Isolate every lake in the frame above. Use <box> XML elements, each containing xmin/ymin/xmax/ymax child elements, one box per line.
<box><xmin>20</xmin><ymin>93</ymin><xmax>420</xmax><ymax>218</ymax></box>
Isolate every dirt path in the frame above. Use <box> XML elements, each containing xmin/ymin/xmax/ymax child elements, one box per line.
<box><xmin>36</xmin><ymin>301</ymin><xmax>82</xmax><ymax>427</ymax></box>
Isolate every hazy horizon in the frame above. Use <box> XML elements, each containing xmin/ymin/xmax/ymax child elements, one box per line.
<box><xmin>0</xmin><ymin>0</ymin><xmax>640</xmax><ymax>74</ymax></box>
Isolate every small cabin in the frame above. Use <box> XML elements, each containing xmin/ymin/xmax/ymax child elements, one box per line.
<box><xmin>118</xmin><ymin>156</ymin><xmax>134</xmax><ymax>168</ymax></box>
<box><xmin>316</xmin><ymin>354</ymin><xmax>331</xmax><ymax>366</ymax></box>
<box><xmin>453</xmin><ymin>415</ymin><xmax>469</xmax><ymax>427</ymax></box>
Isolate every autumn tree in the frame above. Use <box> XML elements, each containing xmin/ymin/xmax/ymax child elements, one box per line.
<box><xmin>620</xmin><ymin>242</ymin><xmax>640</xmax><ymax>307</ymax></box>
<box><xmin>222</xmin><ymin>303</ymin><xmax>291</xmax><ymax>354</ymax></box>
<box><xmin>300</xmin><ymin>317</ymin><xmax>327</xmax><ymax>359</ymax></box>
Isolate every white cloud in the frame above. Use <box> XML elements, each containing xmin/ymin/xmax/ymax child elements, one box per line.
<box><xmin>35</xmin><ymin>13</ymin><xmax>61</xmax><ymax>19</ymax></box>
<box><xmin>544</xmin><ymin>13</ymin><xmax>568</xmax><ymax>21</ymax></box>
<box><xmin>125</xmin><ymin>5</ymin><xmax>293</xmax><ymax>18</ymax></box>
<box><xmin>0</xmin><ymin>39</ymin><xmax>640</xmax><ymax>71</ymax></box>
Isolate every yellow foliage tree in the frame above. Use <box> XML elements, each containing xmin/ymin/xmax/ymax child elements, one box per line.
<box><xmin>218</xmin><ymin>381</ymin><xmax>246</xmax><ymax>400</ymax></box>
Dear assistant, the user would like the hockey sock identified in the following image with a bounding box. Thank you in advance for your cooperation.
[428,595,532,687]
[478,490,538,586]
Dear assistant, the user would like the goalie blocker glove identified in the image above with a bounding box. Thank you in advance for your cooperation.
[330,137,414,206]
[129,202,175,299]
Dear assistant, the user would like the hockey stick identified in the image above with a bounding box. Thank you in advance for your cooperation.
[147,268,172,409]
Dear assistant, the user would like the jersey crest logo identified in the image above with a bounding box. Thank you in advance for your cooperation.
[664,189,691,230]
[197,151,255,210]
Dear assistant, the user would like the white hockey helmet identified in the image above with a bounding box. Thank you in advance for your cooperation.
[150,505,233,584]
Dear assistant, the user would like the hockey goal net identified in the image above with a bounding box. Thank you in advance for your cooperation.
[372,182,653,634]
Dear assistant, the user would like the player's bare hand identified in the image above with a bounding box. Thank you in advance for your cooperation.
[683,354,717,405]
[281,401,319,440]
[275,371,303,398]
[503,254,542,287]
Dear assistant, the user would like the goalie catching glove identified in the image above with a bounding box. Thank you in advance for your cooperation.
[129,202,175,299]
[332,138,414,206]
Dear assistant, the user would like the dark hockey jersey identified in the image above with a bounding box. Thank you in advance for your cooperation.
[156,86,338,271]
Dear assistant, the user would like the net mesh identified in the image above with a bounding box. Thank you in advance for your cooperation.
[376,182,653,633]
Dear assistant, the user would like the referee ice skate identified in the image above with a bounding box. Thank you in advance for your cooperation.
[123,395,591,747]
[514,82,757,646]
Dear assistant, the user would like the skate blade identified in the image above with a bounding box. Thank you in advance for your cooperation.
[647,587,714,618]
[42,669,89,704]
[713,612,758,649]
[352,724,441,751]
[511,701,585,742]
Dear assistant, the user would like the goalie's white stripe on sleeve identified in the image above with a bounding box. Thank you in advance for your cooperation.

--

▸ **AIM OF THE EXERCISE**
Write out every line above again, word for word and in the same order.

▸ **CORRECT RESULT**
Isolate every lake in the frame above. Use <box> XML elements, each containing xmin/ymin/xmax/ymax child elements, one box per line.
<box><xmin>20</xmin><ymin>93</ymin><xmax>420</xmax><ymax>218</ymax></box>
Isolate every dirt path in the frame above. Use <box> XML elements, each containing xmin/ymin/xmax/ymax child elements, one box per line.
<box><xmin>36</xmin><ymin>301</ymin><xmax>82</xmax><ymax>427</ymax></box>
Isolate every hazy horizon in the frame above. Use <box> XML elements, each containing xmin/ymin/xmax/ymax child elements, one box per line.
<box><xmin>0</xmin><ymin>0</ymin><xmax>640</xmax><ymax>74</ymax></box>
Isolate every small cabin in the frame above. Use <box> XML elements, each containing xmin/ymin/xmax/ymax child elements, one box per line.
<box><xmin>118</xmin><ymin>156</ymin><xmax>134</xmax><ymax>168</ymax></box>
<box><xmin>316</xmin><ymin>354</ymin><xmax>331</xmax><ymax>366</ymax></box>
<box><xmin>453</xmin><ymin>415</ymin><xmax>469</xmax><ymax>427</ymax></box>
Isolate every autumn tree in the frame above. Use <box> XML elements, each containing xmin/ymin/xmax/ymax child elements, one box per line.
<box><xmin>620</xmin><ymin>242</ymin><xmax>640</xmax><ymax>307</ymax></box>
<box><xmin>222</xmin><ymin>303</ymin><xmax>291</xmax><ymax>354</ymax></box>
<box><xmin>300</xmin><ymin>317</ymin><xmax>327</xmax><ymax>359</ymax></box>
Isolate every white cloud in the frame above. Use <box> XML elements, each containing xmin/ymin/xmax/ymax child elements, one box per line.
<box><xmin>35</xmin><ymin>13</ymin><xmax>61</xmax><ymax>19</ymax></box>
<box><xmin>544</xmin><ymin>13</ymin><xmax>568</xmax><ymax>21</ymax></box>
<box><xmin>125</xmin><ymin>5</ymin><xmax>293</xmax><ymax>18</ymax></box>
<box><xmin>0</xmin><ymin>39</ymin><xmax>640</xmax><ymax>71</ymax></box>
Isolate every yellow foliage tree in the frame above. Use <box> XML elements, each containing xmin/ymin/xmax/ymax child elements, one box per line.
<box><xmin>218</xmin><ymin>381</ymin><xmax>246</xmax><ymax>400</ymax></box>
Dear assistant, the user would like the hockey sock identified in the following image with a bounding box. Thank you in advance for your cooperation.
[428,595,532,687]
[478,490,538,586]
Dear assistant, the user would like the goalie blocker glove identified in the image above with a bounding box. Thank you in advance for your cooperation.
[330,137,414,206]
[129,202,175,299]
Dear assistant, the user would like the hockey stick identified in the image above with a bounding box. Thank you in advance for your cooperation.
[147,268,172,409]
Dear assistant, the user would like the jersey crest logo identified in the image above with a bounding box. Thank you in advance for your cooperation.
[664,189,691,230]
[197,151,255,210]
Dear assistant, the user would like the white hockey helmet identified in the image above with a bounding box. Thank you in advance for your cooperation.
[150,505,233,584]
Dear assistant, the user would like the hockey goal net identified in the image above with a bounding box. Thank you in advance for your cooperation.
[372,182,653,634]
Dear assistant, the user would like the player's bare hand identified in the image above with a bounding box. Thank you in advance for your cooperation.
[683,354,717,405]
[281,401,319,440]
[275,371,303,398]
[503,254,542,287]
Dear assistant, the user would like the goalie catching glove identified in the image above with a bounding box. Thank you in advance for your cooperation.
[129,202,175,299]
[332,138,414,206]
Dear assistant, the user would like the dark hockey jersey identified in the image above with a bounding box. Thank you in advance for your cooperation.
[156,86,338,271]
Dear assistant, the user would like the net mesh identified in the image above with a bounding box. Thank you in advance for your cooperation.
[376,182,653,633]
Dear assistant, the user would like the referee ice skate identified in the image above with a bounding box. Thank you in advance for your cooperation.
[123,395,591,747]
[514,82,757,646]
Dear assistant, the user would like the skate blade identified in the image above with a bounding box. Thank you in advance for your cooperation.
[647,587,714,618]
[42,669,89,704]
[713,612,758,649]
[352,724,441,751]
[511,701,585,742]
Dear assistant, the user would like the goalie's white stripe on sleeve identified in the image above with a bounding box. Thank you in advance for your cooperation.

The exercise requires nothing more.